*MATERIALS PROVIDED*
┄┄┄┄┄┄┄┄┄┄
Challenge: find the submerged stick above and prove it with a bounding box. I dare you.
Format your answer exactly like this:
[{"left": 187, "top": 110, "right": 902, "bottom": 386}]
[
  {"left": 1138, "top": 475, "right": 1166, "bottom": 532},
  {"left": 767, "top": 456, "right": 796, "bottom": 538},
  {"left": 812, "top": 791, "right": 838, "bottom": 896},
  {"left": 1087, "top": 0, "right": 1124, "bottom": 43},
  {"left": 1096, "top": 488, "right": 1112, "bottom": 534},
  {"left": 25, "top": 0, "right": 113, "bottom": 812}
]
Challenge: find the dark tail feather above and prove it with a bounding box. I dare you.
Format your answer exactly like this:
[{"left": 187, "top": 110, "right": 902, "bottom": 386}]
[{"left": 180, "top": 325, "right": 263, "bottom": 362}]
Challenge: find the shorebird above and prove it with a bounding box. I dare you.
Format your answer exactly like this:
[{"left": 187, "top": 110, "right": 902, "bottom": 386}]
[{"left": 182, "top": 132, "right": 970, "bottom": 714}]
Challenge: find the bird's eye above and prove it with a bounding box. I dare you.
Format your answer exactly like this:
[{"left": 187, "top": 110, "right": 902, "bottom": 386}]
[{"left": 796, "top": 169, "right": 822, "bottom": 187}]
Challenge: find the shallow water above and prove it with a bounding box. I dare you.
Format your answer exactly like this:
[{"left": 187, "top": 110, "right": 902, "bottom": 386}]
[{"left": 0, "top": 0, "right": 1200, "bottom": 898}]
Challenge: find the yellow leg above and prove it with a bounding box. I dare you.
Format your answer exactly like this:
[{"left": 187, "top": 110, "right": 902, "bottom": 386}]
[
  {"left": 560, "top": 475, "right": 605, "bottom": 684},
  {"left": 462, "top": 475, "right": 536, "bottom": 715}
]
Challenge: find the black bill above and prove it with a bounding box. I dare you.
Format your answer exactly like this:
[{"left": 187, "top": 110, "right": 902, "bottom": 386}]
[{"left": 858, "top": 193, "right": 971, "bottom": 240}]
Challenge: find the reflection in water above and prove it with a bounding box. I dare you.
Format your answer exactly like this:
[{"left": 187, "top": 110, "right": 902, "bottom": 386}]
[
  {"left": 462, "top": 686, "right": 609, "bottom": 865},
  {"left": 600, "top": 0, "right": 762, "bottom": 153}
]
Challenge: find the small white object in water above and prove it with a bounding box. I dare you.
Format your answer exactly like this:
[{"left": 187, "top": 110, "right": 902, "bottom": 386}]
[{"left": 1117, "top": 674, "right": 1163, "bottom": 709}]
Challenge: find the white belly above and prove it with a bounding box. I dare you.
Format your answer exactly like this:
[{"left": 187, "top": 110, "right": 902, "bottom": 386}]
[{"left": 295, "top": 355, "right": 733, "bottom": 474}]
┄┄┄┄┄┄┄┄┄┄
*WORK TO COMPLETE*
Starting at the line that has "Challenge: find the yellow" and continuing through the end of the material, write out every line again, requests included. Multiply each bounding-box coordinate in the answers by 2.25 and round it to a whole number, with halves rounded up. Leave the requests and their format samples unchanged.

*FINAL RESULT*
Challenge: find the yellow leg above and prove it with a bounding box. I dare you.
Format your answer exactly like this:
[{"left": 187, "top": 110, "right": 902, "bottom": 386}]
[
  {"left": 1260, "top": 1069, "right": 1361, "bottom": 1539},
  {"left": 1040, "top": 1069, "right": 1206, "bottom": 1609}
]
Challenge: find the black bill above and prove it with a bounding box. I dare you.
Format your answer exactly like this:
[{"left": 187, "top": 110, "right": 902, "bottom": 386}]
[{"left": 1931, "top": 434, "right": 2185, "bottom": 540}]
Challenge: find the reflection in water above and prove it with a bounding box. I dare you.
Format your answer exactly like this:
[{"left": 187, "top": 110, "right": 902, "bottom": 386}]
[
  {"left": 1040, "top": 1544, "right": 1370, "bottom": 1946},
  {"left": 1350, "top": 0, "right": 1715, "bottom": 344}
]
Challenge: find the small white object in water above and prove it with a bounding box. I dare you.
Format your answer exactly like this:
[{"left": 187, "top": 110, "right": 902, "bottom": 386}]
[{"left": 2513, "top": 1517, "right": 2617, "bottom": 1595}]
Challenge: find the white belly above and prove it with a bounding box. I dare you.
Format your answer exactly like this:
[{"left": 187, "top": 110, "right": 902, "bottom": 386}]
[{"left": 664, "top": 799, "right": 1649, "bottom": 1067}]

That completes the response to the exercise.